───── Data to examine

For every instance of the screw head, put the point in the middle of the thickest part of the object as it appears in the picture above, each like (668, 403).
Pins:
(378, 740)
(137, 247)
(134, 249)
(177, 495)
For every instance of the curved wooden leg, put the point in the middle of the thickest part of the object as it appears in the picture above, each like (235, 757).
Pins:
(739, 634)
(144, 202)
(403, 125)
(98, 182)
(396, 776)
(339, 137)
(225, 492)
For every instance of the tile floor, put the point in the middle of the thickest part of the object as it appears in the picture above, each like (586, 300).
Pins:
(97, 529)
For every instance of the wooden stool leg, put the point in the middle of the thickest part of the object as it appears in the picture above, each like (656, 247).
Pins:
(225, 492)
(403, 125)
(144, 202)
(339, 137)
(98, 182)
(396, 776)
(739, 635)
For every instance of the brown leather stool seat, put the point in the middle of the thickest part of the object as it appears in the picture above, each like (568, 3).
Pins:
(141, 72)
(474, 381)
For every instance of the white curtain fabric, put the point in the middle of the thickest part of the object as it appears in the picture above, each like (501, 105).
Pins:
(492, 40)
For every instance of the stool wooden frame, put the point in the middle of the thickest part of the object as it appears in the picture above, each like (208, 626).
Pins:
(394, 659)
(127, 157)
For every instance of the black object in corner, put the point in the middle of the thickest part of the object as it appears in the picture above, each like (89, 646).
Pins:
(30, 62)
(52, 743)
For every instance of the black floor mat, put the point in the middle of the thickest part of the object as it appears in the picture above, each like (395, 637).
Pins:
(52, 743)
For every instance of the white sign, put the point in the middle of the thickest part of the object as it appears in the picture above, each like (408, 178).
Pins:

──────────

**What to work on**
Each line in the data that holds the string "stool" should be found and copied.

**Answer to this exercise**
For every instance of the wooden stool leg, put the point in the middle of the thickest part of the object as it appears in the picture above, each like (656, 247).
For every instance of the brown leather stool seat, put the point in the middle of the thickest part of the object as it appears in the picture above, each like (568, 3).
For every instance of the stool wooden frame, put the point in the middle of the thickest part of the object as it appears in the picture above, each like (208, 626).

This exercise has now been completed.